Coordinate annotation data
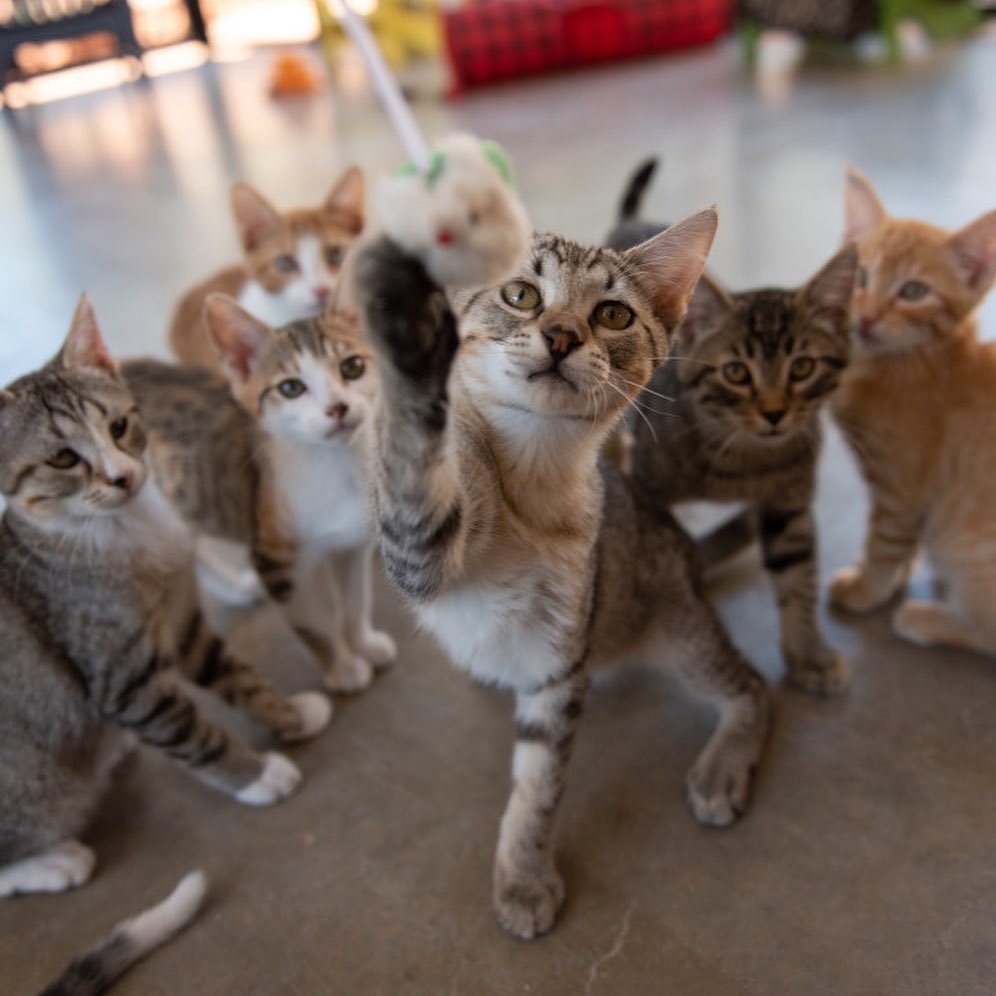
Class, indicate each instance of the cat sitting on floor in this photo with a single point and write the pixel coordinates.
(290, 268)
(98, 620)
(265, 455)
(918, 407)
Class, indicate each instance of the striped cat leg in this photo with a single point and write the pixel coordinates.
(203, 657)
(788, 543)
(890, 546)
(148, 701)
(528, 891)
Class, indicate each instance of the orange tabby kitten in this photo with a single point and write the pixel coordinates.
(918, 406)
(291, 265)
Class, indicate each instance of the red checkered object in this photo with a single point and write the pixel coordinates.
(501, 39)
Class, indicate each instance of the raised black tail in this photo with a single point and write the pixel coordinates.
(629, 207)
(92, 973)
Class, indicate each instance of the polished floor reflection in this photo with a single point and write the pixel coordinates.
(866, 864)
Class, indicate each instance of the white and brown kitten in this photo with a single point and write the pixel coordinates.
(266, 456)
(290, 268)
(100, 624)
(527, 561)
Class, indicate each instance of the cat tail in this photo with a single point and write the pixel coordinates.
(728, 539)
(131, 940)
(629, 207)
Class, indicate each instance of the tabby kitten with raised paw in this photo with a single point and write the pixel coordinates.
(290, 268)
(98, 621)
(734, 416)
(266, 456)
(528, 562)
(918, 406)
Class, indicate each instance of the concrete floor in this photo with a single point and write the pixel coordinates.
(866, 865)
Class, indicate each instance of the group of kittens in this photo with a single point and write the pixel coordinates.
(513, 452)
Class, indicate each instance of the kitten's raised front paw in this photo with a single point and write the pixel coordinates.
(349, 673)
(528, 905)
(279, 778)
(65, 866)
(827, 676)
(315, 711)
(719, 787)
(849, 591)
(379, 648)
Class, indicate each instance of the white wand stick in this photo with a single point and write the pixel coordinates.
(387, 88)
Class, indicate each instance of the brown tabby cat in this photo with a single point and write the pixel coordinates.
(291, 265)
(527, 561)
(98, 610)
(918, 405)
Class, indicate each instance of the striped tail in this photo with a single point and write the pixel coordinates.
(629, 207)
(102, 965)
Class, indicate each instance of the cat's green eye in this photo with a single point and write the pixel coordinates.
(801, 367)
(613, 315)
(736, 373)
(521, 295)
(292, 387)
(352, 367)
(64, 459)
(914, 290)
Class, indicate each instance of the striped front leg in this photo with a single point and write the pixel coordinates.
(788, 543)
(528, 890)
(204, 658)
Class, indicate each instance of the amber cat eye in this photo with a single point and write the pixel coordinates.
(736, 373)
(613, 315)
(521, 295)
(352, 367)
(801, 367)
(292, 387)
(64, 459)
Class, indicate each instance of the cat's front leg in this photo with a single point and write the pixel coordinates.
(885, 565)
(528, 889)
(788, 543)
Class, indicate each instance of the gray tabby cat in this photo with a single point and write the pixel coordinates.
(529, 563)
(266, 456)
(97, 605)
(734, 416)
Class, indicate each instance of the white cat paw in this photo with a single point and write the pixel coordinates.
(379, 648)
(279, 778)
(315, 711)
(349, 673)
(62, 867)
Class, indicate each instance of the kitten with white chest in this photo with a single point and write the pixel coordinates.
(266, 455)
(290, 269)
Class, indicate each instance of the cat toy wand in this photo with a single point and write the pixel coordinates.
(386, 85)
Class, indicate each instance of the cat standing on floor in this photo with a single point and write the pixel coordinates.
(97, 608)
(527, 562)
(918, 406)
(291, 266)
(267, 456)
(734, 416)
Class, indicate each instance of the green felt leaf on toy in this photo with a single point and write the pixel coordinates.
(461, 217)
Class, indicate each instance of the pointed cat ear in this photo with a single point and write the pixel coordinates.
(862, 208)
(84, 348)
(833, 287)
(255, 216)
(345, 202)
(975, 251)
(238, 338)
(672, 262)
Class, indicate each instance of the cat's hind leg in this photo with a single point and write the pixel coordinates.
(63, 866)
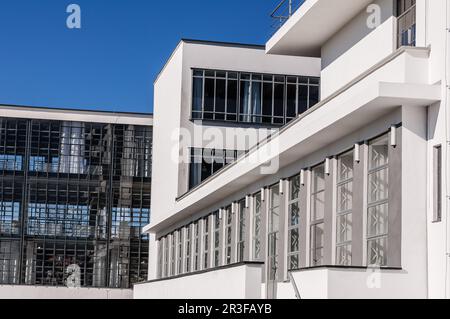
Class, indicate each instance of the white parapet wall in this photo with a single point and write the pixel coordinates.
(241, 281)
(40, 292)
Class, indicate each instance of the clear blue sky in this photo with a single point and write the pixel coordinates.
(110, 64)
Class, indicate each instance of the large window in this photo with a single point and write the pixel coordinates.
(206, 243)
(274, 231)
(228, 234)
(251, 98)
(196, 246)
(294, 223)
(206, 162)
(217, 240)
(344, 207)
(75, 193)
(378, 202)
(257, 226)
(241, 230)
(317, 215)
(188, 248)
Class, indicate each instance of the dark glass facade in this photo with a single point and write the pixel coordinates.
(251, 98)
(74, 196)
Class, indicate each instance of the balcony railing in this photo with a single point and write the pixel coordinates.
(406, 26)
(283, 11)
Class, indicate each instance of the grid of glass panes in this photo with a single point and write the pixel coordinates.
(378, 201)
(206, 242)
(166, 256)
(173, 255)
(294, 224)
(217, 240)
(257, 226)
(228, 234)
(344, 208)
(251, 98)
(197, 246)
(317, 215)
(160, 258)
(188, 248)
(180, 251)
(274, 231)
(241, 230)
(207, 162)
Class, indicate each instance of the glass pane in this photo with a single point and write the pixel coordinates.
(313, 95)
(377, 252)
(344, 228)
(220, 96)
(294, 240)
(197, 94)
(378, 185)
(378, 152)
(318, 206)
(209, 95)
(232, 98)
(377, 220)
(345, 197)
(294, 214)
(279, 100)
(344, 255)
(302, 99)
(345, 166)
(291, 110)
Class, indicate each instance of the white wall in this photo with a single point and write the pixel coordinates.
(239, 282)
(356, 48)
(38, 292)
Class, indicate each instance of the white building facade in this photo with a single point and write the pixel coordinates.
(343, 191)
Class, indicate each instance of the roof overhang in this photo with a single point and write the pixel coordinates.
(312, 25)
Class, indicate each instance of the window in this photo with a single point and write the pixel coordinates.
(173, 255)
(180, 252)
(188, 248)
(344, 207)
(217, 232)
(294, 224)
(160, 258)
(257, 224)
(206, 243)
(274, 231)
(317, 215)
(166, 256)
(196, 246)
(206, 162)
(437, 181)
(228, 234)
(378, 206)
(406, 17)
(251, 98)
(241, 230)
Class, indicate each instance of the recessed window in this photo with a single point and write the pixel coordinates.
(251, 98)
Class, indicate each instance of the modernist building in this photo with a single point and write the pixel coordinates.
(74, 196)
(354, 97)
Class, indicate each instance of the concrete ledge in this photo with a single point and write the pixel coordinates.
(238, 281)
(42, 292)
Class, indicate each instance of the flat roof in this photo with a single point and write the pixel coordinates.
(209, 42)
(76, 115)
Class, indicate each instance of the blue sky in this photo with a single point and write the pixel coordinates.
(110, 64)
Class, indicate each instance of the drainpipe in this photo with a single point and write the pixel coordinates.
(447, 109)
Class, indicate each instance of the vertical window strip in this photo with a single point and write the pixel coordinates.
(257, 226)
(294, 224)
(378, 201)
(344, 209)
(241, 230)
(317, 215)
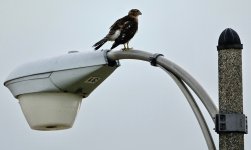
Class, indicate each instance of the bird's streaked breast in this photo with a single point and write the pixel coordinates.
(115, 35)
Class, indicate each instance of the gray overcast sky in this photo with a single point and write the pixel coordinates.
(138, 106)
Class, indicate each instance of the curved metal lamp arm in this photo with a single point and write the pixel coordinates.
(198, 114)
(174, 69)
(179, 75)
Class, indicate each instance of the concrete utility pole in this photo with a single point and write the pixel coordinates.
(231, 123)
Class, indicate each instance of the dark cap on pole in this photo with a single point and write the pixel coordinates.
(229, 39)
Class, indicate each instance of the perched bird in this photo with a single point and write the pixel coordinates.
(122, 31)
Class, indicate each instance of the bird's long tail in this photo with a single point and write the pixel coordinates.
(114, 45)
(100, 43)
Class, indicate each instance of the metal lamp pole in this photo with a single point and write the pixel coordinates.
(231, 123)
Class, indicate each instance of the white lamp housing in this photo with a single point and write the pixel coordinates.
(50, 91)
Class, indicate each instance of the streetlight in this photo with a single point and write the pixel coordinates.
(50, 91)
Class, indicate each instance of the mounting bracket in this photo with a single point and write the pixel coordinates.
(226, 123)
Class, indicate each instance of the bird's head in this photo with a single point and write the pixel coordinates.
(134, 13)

## WRITTEN TASK
Rewrite the data from the line containing "Class, indicate each instance of the perched" through the end of the data, replacing "streetlight" with "street lamp" and leaving everything else unchanged.

## REPLY
Class, indicate each instance of the perched bird in this photo with a single point and write the pixel coordinates.
(122, 31)
Class, indicate each instance of the bird's long tail in this photo with a single point and write the pixel coordinates.
(114, 45)
(100, 43)
Class, indicate each instance of the metal lamp pole in this photo with a single point and write the pixel coordinates.
(231, 123)
Class, indicate each instance of the white lamp housing in this photo with a single point and write the pixel coordinates.
(50, 91)
Class, indicate each instance of the street lamp in this photo with a single point and write the pixel coordinates.
(50, 91)
Class, indicate each instance of the mounting bracket in this photo with a single point and write the pixel coordinates.
(226, 123)
Class, indicate each instance of the bird's head in this photo with a single point and write the pixel coordinates.
(134, 13)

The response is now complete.